» **To do**:
Pick out every line in the records that contains the string "chrome" and copy each one.

» **Records supplied**:
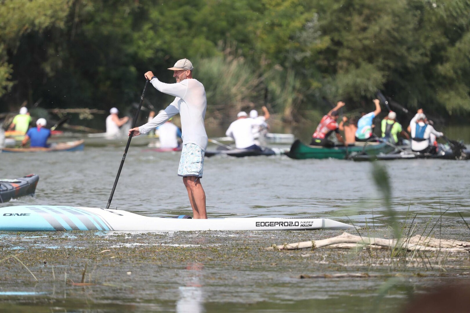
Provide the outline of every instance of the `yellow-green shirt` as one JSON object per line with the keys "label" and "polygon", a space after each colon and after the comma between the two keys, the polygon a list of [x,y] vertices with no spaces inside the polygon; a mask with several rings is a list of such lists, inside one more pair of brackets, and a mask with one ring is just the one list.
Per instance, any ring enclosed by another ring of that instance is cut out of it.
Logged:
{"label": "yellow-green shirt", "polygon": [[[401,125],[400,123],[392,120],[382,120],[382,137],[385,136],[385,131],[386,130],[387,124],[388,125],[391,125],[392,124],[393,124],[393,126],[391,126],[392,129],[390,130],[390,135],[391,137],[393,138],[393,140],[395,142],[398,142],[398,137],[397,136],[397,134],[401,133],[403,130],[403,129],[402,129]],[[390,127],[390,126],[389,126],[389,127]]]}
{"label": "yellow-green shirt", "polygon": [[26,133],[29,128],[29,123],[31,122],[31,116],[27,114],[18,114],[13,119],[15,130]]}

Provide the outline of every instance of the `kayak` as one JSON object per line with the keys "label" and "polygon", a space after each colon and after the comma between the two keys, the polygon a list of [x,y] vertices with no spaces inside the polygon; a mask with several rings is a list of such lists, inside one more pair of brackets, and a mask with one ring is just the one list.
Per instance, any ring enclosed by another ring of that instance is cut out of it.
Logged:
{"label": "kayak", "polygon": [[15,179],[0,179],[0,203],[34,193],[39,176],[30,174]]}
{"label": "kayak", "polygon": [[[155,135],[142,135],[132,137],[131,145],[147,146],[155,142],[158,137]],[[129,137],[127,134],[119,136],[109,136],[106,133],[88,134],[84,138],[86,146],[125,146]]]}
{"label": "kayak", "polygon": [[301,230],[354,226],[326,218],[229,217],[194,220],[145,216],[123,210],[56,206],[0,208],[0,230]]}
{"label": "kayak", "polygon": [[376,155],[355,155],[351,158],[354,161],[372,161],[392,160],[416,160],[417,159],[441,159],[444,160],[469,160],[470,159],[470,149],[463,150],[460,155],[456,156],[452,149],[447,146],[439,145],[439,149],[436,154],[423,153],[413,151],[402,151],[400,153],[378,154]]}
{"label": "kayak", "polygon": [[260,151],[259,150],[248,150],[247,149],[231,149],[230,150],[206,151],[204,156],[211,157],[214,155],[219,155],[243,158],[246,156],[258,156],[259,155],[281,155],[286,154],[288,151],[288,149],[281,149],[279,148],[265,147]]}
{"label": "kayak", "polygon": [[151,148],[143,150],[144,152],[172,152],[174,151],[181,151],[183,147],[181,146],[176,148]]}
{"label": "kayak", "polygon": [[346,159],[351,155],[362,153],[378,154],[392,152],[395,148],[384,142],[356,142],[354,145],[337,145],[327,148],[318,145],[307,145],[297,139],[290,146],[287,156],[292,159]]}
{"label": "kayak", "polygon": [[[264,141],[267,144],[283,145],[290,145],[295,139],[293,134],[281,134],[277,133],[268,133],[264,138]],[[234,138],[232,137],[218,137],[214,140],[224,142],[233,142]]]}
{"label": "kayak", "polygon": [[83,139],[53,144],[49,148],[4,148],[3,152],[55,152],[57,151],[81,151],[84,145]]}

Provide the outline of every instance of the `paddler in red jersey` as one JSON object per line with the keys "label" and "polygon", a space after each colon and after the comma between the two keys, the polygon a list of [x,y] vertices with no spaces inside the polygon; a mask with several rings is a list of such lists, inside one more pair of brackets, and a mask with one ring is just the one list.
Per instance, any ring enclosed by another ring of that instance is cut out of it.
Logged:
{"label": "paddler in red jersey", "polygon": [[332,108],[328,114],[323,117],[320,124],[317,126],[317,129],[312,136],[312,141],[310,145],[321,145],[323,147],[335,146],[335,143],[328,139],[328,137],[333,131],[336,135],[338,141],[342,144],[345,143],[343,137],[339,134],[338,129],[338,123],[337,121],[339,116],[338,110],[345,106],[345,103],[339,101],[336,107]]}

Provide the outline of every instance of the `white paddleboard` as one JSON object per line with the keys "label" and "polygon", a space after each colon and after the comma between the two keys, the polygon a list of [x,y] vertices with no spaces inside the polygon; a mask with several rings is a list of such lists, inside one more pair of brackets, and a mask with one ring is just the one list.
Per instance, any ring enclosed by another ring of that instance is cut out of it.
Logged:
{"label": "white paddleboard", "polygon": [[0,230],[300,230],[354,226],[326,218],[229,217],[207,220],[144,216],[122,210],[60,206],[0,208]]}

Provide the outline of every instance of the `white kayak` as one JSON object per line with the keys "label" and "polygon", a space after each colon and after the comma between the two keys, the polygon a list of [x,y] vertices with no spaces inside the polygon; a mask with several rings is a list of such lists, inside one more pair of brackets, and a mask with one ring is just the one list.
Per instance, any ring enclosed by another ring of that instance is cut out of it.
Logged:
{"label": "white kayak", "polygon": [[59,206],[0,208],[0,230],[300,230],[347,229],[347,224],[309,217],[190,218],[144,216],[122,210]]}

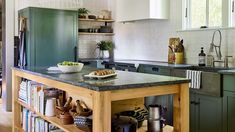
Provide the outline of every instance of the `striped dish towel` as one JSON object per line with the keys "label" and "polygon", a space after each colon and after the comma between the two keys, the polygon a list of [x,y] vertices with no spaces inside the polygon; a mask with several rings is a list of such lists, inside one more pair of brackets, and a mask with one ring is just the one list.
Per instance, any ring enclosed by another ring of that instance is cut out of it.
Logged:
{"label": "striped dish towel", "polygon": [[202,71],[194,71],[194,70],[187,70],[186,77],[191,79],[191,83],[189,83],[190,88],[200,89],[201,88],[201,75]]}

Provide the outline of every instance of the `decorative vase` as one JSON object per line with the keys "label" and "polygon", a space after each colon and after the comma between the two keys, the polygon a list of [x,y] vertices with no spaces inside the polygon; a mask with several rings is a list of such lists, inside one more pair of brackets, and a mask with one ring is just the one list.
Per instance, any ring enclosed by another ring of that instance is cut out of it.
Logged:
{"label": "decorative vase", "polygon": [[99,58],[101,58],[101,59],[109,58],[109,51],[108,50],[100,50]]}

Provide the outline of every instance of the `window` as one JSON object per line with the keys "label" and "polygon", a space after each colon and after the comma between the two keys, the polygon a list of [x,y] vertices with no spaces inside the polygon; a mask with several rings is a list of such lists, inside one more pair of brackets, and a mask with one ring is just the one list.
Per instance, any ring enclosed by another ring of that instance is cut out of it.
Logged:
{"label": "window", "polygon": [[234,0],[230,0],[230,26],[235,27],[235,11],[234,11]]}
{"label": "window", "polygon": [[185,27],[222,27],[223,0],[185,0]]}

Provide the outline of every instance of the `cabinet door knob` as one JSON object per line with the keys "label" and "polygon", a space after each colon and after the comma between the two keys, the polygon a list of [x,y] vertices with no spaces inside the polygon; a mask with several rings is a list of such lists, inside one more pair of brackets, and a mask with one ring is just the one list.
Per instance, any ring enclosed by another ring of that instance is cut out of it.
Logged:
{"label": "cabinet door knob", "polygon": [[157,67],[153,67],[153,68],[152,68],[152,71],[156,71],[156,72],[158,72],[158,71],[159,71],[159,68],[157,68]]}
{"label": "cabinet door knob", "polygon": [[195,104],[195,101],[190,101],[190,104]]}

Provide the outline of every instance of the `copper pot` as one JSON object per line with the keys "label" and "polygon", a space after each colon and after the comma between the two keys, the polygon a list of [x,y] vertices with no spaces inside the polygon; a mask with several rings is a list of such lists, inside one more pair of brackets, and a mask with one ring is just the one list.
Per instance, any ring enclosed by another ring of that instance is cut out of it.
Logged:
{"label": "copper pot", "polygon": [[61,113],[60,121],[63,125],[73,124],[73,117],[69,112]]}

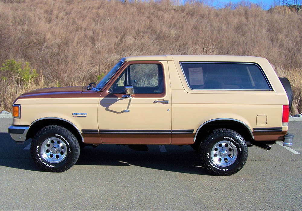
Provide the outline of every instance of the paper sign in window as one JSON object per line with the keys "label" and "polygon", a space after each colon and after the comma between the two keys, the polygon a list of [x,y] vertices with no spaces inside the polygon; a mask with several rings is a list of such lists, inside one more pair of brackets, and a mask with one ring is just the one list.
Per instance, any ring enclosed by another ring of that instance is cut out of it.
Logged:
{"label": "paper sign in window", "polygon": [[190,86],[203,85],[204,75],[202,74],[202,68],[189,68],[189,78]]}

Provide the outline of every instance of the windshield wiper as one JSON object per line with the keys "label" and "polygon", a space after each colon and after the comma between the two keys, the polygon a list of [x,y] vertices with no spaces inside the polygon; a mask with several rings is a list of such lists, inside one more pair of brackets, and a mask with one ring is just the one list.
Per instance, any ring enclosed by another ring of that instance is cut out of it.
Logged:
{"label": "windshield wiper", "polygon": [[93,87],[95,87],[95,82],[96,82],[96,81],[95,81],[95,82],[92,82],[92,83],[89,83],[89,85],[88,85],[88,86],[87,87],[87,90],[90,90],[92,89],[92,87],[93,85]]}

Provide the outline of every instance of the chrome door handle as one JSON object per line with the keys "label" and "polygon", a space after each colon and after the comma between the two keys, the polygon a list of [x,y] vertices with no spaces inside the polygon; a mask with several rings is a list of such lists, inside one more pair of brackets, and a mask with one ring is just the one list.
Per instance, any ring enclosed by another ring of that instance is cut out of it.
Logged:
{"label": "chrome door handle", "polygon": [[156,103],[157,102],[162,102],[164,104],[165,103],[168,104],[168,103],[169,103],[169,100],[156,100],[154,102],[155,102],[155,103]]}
---
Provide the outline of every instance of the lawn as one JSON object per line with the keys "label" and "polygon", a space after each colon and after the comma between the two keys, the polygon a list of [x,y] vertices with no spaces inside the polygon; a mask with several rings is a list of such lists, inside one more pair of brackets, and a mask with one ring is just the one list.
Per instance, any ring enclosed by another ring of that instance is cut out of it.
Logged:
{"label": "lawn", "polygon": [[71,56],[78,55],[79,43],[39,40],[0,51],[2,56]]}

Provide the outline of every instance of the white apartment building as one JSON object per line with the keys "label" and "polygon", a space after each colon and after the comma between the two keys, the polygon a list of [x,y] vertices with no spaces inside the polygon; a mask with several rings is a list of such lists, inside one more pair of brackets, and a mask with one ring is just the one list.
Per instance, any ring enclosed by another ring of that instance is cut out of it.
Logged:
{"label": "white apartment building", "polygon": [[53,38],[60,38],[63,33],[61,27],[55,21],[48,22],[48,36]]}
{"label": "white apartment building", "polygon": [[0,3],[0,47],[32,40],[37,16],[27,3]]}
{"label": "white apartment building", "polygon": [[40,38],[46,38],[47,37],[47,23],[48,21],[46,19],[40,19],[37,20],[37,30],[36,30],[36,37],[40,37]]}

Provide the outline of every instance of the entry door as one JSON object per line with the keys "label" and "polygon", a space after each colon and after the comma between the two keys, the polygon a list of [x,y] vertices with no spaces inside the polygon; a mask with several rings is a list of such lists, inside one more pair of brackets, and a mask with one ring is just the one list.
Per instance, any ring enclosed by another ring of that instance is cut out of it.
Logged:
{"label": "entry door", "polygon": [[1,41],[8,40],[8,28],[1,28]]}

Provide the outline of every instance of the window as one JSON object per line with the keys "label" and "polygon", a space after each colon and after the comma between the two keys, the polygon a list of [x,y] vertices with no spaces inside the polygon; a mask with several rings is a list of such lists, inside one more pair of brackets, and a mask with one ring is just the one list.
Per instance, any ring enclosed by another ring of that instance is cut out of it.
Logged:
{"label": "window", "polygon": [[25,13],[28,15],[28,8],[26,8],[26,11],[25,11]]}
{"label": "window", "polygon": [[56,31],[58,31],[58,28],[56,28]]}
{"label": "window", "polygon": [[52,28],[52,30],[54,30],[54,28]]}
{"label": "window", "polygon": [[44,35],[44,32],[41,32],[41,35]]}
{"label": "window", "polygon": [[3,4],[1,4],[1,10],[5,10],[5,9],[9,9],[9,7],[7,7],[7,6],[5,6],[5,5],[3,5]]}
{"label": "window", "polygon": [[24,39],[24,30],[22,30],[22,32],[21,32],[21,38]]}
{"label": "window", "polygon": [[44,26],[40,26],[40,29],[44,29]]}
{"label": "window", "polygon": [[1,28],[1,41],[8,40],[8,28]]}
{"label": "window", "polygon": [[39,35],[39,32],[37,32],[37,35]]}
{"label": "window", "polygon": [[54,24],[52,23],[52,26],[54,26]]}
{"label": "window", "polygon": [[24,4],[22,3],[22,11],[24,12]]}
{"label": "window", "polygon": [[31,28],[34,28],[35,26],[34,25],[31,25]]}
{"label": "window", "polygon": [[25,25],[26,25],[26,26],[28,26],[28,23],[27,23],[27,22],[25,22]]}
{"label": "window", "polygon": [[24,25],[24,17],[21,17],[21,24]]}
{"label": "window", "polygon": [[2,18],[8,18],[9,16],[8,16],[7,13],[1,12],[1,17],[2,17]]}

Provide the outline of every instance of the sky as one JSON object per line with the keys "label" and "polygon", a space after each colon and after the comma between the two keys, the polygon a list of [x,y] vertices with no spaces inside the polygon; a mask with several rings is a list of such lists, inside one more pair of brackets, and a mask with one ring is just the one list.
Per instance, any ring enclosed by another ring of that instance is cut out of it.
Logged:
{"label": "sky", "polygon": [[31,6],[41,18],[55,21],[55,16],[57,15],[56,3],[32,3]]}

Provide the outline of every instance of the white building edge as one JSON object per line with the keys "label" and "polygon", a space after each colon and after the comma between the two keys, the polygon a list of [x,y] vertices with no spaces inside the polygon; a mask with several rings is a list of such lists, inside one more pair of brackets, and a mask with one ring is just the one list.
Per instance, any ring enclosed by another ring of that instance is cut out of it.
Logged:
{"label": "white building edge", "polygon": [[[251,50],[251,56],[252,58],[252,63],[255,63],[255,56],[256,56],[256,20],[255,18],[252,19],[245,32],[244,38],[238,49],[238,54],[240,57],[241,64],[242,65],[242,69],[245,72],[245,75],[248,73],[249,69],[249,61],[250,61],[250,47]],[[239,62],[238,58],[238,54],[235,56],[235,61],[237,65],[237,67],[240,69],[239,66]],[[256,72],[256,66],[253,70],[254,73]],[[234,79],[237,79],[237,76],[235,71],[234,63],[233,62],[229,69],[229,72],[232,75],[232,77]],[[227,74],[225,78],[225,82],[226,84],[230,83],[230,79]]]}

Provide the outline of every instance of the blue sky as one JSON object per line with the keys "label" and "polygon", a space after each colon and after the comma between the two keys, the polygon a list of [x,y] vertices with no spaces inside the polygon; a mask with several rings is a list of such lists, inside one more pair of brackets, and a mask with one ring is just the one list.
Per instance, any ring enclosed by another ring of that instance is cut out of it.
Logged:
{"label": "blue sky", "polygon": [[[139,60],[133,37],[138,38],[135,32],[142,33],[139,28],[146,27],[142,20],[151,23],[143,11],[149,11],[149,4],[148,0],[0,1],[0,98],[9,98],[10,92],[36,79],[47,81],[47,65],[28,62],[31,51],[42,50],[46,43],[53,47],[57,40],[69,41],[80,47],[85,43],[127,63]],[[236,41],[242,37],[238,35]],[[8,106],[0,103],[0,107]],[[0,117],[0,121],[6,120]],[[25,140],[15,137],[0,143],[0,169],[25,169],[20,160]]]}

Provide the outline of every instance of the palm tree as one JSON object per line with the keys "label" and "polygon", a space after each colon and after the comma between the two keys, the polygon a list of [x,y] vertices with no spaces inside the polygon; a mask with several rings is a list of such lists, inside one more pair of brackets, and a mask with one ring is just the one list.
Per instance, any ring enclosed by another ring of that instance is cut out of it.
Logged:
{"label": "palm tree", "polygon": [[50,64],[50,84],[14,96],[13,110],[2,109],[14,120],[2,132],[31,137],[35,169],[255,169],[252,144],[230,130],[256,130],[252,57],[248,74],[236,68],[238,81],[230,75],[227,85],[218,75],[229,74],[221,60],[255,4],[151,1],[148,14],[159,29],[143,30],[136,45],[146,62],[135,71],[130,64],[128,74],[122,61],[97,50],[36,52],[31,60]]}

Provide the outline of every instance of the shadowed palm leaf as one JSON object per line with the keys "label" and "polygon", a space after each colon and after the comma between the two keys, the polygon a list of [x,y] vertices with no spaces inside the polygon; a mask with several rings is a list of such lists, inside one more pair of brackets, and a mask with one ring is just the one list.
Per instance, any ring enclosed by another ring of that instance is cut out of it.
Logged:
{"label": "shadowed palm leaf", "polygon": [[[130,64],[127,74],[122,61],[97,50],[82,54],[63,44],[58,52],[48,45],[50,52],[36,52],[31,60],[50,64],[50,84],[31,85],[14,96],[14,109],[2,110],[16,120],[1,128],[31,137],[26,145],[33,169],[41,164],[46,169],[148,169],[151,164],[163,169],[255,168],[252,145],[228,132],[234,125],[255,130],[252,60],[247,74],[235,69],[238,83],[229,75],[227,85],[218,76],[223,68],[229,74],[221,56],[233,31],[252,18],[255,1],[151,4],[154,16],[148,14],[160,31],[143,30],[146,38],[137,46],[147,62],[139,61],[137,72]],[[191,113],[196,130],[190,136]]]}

» **Task answer**:
Provide the outline of every instance of the chrome door handle as one JSON object per line with the keys "label" and "polygon", a space after each colon and after the comma between the two keys, the polygon a list of [x,y] vertices with no spaces inside the polygon; a mask with several rings is a list of such lists, inside one more pair of brackets, and a mask with one ring is just the one list.
{"label": "chrome door handle", "polygon": [[156,103],[157,102],[162,102],[164,104],[165,103],[168,104],[168,103],[169,103],[169,100],[156,100],[154,102],[155,102],[155,103]]}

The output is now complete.